[start of Listing]

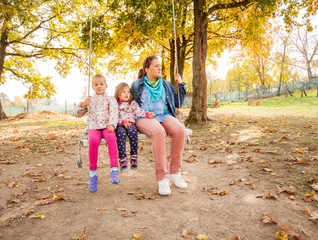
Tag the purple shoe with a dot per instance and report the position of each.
(92, 185)
(133, 163)
(123, 165)
(114, 177)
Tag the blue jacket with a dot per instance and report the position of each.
(172, 98)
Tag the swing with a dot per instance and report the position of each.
(83, 142)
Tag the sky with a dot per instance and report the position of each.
(68, 89)
(71, 88)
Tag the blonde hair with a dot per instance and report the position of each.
(98, 75)
(146, 64)
(119, 89)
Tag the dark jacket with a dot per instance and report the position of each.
(172, 98)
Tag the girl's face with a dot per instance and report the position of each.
(124, 95)
(99, 86)
(154, 70)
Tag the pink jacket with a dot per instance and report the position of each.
(129, 112)
(102, 111)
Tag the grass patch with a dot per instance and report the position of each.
(295, 106)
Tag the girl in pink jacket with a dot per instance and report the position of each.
(101, 121)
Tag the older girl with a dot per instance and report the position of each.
(159, 96)
(102, 121)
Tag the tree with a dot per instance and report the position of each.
(306, 44)
(38, 30)
(138, 29)
(229, 15)
(18, 101)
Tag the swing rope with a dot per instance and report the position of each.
(90, 49)
(176, 53)
(79, 160)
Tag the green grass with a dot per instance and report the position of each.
(47, 123)
(296, 105)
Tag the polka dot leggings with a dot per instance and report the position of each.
(122, 133)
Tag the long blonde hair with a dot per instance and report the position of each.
(119, 89)
(146, 64)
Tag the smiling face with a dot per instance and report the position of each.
(154, 70)
(124, 95)
(99, 85)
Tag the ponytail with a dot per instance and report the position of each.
(145, 64)
(141, 73)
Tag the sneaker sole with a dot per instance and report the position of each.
(164, 194)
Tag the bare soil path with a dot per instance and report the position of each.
(239, 167)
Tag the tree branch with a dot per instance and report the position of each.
(244, 3)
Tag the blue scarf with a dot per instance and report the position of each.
(155, 93)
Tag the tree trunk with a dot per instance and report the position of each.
(172, 62)
(282, 69)
(198, 112)
(3, 46)
(163, 64)
(2, 113)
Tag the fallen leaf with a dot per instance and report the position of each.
(39, 216)
(146, 196)
(288, 189)
(269, 195)
(185, 233)
(129, 214)
(137, 236)
(9, 182)
(201, 237)
(194, 219)
(82, 236)
(311, 180)
(268, 218)
(45, 202)
(310, 197)
(121, 209)
(101, 209)
(28, 212)
(314, 186)
(280, 235)
(42, 196)
(215, 161)
(191, 158)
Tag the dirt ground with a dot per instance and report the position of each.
(250, 176)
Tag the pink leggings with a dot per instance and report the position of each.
(94, 138)
(158, 133)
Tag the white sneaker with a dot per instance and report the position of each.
(177, 180)
(164, 188)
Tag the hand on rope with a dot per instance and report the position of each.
(178, 78)
(110, 128)
(127, 125)
(86, 102)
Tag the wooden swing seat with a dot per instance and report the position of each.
(141, 136)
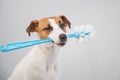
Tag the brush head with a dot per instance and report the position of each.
(86, 32)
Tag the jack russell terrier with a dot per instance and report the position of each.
(42, 61)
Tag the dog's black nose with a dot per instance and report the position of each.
(63, 38)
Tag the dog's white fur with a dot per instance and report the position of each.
(42, 62)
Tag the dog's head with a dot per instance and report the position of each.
(52, 27)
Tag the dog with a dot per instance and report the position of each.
(42, 63)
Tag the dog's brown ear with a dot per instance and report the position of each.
(32, 27)
(65, 20)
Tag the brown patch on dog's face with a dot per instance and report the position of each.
(43, 27)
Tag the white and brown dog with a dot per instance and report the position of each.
(42, 61)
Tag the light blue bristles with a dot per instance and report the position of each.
(19, 45)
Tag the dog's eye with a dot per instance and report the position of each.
(49, 28)
(62, 25)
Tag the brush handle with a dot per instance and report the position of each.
(19, 45)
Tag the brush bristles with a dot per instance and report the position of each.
(86, 32)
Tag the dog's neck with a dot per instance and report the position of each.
(49, 51)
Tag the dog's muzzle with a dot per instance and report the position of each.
(62, 40)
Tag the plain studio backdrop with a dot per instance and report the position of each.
(98, 59)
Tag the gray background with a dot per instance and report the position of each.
(98, 59)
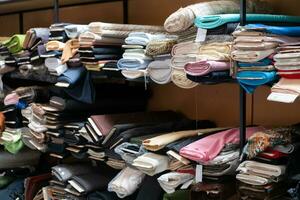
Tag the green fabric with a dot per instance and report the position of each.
(5, 181)
(15, 43)
(214, 21)
(178, 195)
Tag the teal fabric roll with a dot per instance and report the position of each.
(214, 21)
(250, 80)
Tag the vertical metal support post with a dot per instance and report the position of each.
(55, 11)
(21, 23)
(125, 11)
(242, 91)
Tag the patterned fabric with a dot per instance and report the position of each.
(260, 141)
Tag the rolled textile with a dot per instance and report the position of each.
(179, 78)
(159, 142)
(204, 67)
(250, 80)
(74, 30)
(132, 64)
(212, 78)
(160, 47)
(261, 169)
(183, 18)
(151, 163)
(15, 43)
(251, 56)
(170, 181)
(185, 48)
(126, 182)
(160, 71)
(213, 21)
(98, 27)
(209, 147)
(293, 31)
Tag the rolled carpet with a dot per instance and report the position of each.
(183, 18)
(213, 21)
(250, 80)
(201, 68)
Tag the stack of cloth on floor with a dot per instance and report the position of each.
(264, 175)
(136, 59)
(254, 48)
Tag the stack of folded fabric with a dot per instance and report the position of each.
(254, 48)
(263, 175)
(136, 59)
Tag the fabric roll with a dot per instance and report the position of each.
(251, 56)
(213, 21)
(160, 71)
(170, 181)
(126, 182)
(250, 80)
(183, 18)
(151, 164)
(179, 78)
(201, 68)
(293, 31)
(159, 142)
(203, 150)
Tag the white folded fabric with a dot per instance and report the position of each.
(170, 181)
(126, 182)
(261, 169)
(151, 163)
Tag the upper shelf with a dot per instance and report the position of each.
(16, 6)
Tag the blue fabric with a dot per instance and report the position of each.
(132, 64)
(278, 30)
(214, 21)
(250, 80)
(72, 75)
(13, 191)
(263, 62)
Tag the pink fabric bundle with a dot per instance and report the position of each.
(209, 147)
(204, 67)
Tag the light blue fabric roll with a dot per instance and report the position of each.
(293, 31)
(214, 21)
(250, 80)
(132, 64)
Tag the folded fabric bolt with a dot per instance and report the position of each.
(151, 163)
(178, 77)
(98, 27)
(160, 71)
(74, 30)
(159, 142)
(142, 38)
(170, 181)
(250, 80)
(185, 48)
(213, 21)
(126, 182)
(261, 169)
(251, 56)
(132, 63)
(160, 47)
(183, 18)
(71, 76)
(204, 67)
(15, 43)
(134, 74)
(55, 66)
(293, 31)
(287, 86)
(55, 46)
(209, 147)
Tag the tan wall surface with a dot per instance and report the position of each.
(218, 103)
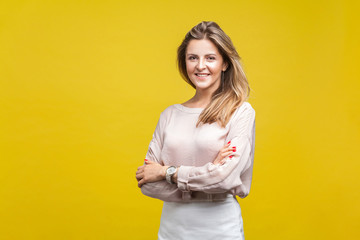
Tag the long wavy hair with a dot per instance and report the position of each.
(234, 88)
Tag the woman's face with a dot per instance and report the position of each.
(204, 64)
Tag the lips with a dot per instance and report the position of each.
(202, 74)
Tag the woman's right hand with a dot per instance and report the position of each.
(223, 153)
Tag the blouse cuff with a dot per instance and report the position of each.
(183, 178)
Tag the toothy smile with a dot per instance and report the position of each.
(202, 74)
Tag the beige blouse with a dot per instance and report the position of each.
(177, 142)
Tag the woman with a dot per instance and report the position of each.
(201, 154)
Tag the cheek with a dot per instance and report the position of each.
(215, 68)
(190, 67)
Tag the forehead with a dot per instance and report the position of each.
(201, 47)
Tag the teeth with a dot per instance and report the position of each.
(202, 75)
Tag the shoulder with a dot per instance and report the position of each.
(245, 108)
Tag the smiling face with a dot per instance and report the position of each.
(204, 64)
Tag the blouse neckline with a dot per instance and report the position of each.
(188, 109)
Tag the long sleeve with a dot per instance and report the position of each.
(235, 175)
(161, 189)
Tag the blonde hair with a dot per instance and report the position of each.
(234, 88)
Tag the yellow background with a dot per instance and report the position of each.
(83, 84)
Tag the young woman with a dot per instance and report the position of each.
(202, 151)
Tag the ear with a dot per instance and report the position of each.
(225, 66)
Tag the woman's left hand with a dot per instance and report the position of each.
(150, 172)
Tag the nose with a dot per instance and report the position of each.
(201, 64)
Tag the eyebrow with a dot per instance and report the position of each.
(205, 54)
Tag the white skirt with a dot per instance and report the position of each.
(202, 221)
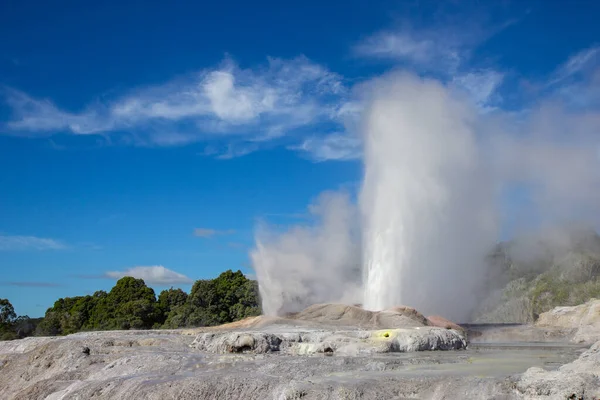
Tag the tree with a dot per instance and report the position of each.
(169, 300)
(229, 297)
(7, 312)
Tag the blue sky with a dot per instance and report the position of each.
(146, 134)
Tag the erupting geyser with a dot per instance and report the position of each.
(424, 200)
(425, 214)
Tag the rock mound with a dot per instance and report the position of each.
(329, 342)
(353, 316)
(584, 319)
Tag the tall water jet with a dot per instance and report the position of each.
(425, 202)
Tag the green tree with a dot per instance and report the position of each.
(169, 300)
(7, 312)
(229, 297)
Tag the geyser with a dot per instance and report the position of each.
(426, 204)
(425, 217)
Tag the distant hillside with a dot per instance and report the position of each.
(533, 274)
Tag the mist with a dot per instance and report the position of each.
(315, 263)
(436, 173)
(426, 201)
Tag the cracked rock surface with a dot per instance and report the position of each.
(295, 358)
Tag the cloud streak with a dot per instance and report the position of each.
(250, 104)
(33, 284)
(208, 233)
(23, 243)
(157, 275)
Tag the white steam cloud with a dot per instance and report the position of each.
(311, 264)
(426, 202)
(435, 170)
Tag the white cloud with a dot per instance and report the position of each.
(157, 275)
(207, 232)
(336, 146)
(429, 49)
(481, 86)
(257, 104)
(17, 243)
(577, 63)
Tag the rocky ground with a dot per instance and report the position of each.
(325, 352)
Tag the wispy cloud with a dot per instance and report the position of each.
(481, 86)
(427, 49)
(207, 232)
(33, 284)
(255, 104)
(578, 62)
(20, 243)
(337, 146)
(157, 275)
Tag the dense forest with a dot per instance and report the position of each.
(130, 304)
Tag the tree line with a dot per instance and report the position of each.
(130, 304)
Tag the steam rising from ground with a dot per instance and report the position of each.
(426, 203)
(434, 168)
(310, 264)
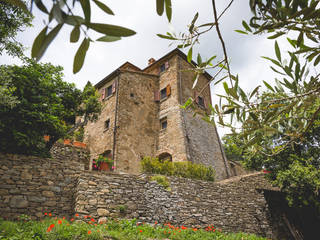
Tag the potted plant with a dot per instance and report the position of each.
(104, 163)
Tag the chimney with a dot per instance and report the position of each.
(151, 60)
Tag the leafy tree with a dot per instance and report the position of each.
(46, 105)
(269, 124)
(295, 169)
(12, 20)
(233, 148)
(62, 13)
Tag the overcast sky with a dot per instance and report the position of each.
(140, 15)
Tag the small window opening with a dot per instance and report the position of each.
(164, 123)
(165, 157)
(163, 93)
(107, 124)
(162, 68)
(201, 101)
(109, 91)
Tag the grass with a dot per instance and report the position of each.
(52, 228)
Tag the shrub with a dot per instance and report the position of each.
(179, 169)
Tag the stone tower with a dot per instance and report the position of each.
(141, 116)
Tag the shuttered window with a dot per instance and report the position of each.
(164, 66)
(163, 93)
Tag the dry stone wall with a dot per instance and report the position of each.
(237, 205)
(34, 185)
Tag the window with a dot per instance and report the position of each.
(162, 68)
(109, 91)
(165, 157)
(163, 93)
(107, 124)
(163, 123)
(201, 101)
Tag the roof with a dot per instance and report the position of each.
(115, 73)
(175, 51)
(182, 55)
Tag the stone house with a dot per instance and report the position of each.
(141, 116)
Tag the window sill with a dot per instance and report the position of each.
(108, 97)
(163, 99)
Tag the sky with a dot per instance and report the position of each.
(245, 51)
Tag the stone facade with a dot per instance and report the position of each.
(146, 118)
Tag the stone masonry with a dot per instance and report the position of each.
(32, 185)
(141, 116)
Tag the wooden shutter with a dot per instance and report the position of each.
(114, 85)
(168, 90)
(166, 65)
(103, 93)
(205, 103)
(156, 96)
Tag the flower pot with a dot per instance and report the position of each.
(79, 144)
(104, 166)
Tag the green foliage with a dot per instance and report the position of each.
(45, 105)
(78, 135)
(122, 208)
(179, 169)
(102, 159)
(12, 21)
(233, 148)
(162, 180)
(113, 229)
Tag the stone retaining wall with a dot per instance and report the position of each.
(233, 205)
(33, 185)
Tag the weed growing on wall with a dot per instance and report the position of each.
(162, 180)
(178, 169)
(86, 227)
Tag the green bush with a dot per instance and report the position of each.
(75, 229)
(179, 169)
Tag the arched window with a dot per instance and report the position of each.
(165, 157)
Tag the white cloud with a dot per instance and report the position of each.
(140, 15)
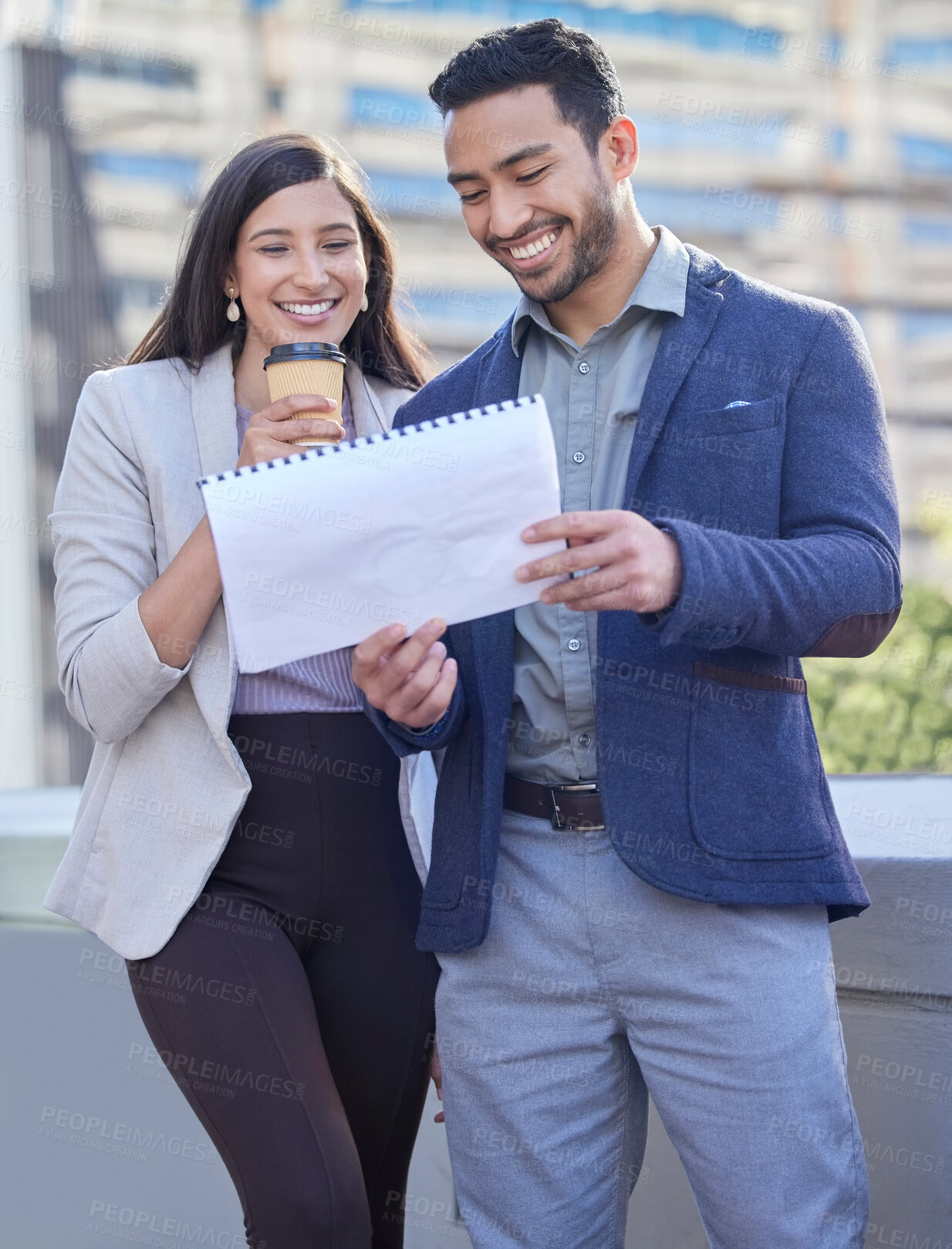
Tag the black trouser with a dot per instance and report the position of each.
(292, 1004)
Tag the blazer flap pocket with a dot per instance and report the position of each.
(738, 417)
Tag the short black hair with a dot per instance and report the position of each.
(570, 62)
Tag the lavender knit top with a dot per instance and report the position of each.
(320, 682)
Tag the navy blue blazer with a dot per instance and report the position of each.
(761, 447)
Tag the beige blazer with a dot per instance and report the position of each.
(165, 785)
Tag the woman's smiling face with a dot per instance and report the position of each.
(299, 266)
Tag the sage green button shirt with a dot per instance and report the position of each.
(592, 395)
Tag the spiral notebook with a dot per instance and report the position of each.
(320, 550)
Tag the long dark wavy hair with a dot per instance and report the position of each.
(193, 322)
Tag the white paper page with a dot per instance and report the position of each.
(322, 550)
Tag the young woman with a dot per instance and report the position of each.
(239, 837)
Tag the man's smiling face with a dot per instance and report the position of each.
(532, 195)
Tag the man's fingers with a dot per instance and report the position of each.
(590, 555)
(572, 525)
(436, 702)
(407, 659)
(420, 682)
(599, 582)
(381, 663)
(369, 652)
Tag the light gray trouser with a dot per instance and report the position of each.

[end of Listing]

Output an exact copy of the lines beginning at the one that holds "Tag the black" and running through the final line of the records.

Tag the black trouser with a dot per instance and report the position of each.
(292, 1004)
Tag the blazer flap pocket with a dot per instance and report the position of each.
(738, 417)
Tag the short black hair with a dot per instance and report the position of each.
(570, 62)
Tag the lavender knit top with a dot per instance and report the position of each.
(320, 682)
Tag the navy blue blazer with a dot per instance and report the position of each.
(761, 447)
Tag the beige blazer with a dot per instance and report the position of each.
(165, 785)
Tag the woman's smiling face with a dot per instance and report the position of each.
(299, 266)
Tag the sage green button shirt with a dot per instance and report the position of each.
(592, 395)
Tag the spiral notebook with a dot per instance and report the position of each.
(320, 550)
Tag the long dark wavy hair with a dot per instance and report the position of each.
(193, 322)
Tag the white paper page with a dot per instance and report the position of each.
(322, 550)
Tag the young woman with a dot per instance and report the position of each.
(239, 837)
Tag the man's smiling face with a dot per instance and report the position of each.
(532, 195)
Tag the man's fingers with a dot per instance and report the position of each.
(590, 555)
(572, 525)
(436, 702)
(407, 659)
(420, 682)
(599, 582)
(381, 663)
(369, 652)
Tag the light gray trouser with a dot per instance and report the position of each.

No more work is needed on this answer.